## INSTRUCTIONS FOR THE TASK
Could you restate the entries below word for word?

Saved entries
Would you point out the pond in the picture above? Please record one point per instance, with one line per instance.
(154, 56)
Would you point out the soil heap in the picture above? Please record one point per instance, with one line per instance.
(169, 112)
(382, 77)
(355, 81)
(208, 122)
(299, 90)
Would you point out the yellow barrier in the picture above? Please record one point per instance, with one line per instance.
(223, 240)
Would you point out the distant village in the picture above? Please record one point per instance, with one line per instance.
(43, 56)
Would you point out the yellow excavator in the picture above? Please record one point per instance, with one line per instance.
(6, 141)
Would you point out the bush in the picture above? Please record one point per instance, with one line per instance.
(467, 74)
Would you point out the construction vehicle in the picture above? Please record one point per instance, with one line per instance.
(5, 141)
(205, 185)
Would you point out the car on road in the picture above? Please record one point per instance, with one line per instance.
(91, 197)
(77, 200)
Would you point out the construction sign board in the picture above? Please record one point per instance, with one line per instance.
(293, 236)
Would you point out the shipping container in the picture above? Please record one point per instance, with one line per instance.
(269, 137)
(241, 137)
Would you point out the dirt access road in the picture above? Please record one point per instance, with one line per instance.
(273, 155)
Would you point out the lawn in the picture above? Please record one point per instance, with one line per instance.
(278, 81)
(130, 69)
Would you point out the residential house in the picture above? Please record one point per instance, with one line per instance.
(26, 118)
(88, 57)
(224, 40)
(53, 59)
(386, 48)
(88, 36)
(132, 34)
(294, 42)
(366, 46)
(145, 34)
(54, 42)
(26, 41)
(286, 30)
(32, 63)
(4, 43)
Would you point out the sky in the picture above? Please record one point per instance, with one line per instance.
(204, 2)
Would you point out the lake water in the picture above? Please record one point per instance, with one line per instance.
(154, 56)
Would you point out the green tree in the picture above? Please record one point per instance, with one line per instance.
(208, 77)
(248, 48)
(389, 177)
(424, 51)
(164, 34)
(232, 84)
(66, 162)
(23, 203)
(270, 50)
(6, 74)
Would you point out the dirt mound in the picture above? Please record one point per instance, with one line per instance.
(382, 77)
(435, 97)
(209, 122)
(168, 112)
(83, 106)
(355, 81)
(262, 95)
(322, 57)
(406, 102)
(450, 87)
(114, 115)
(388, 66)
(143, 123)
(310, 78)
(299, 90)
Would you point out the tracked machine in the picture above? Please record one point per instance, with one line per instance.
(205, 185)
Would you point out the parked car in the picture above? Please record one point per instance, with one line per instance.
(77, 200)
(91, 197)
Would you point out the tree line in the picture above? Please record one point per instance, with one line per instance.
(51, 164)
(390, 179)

## ANSWER TO THE PROBLEM
Would you point out the pond in the picture above? Please record one point per instance, with one line per instance.
(154, 56)
Would you point out the soil heap in the picture above? Please record one point per instance, with one line per instance.
(169, 112)
(382, 77)
(355, 81)
(208, 122)
(299, 90)
Would you point out the yellow barrier in the picture above? Please record one point per instance, with one line per instance.
(223, 240)
Would you point out the distant village in the picture above? Please record one point per instance, with one line per instance.
(43, 56)
Would you point out the yellow excavator in the picture above? Please record one point per instance, with one line per instance.
(6, 141)
Would you point out the bush in the picture above? Please record one point per instance, with one line per instance.
(467, 74)
Would you point out the construction vehicle in the picture above? Please record one point per instance, with one line per instance.
(5, 141)
(205, 185)
Would you point out the car on road in the picture above? Please record one point per instance, with one line per instance.
(91, 197)
(77, 200)
Would you point out the construction sign board in the picture above? Please record one point per instance, with one line per instance.
(293, 236)
Would you point out the shipping container in the picture above? Please record one point per instance, with one line per instance.
(269, 137)
(241, 137)
Would you point out the dirt access road in the picture above? Please record one point per instance, with one line per instance.
(273, 155)
Would you point out the lawn in the picture above? Please record one point per instance, with one line per instance.
(278, 81)
(130, 69)
Would you point out the residential house in the picture above? Please record one point per instance, with one line per instance.
(26, 118)
(88, 57)
(224, 40)
(53, 59)
(386, 48)
(88, 36)
(132, 34)
(294, 42)
(366, 46)
(145, 34)
(54, 42)
(26, 41)
(286, 30)
(32, 63)
(4, 43)
Would you point out the sky in the picture above? Please record one point per instance, with one line per instance.
(204, 2)
Would you point out the lake water in the picture above? Please record one point per instance, with one line per instance.
(154, 56)
Would you point out the green tree in the picture above? Please record one point per instance, with one line per instance.
(208, 77)
(248, 48)
(389, 177)
(424, 51)
(164, 34)
(232, 84)
(66, 162)
(23, 203)
(270, 50)
(6, 74)
Would you point out the dirt mound in the picture above? Please record one point per instance, with one line per instance.
(382, 77)
(435, 97)
(209, 122)
(168, 112)
(83, 106)
(355, 81)
(262, 95)
(322, 57)
(406, 102)
(450, 87)
(114, 115)
(388, 66)
(143, 123)
(310, 78)
(299, 90)
Would you point out the tracked machine in the picture above? Please record one point per instance, with one line per instance.
(205, 185)
Would you point out the parked car in the picture above? Please record one point per instance, with one line per instance.
(77, 200)
(91, 197)
Would you point out the tree line in the picture above? Please record one point per instance, with one line per instance.
(51, 164)
(390, 179)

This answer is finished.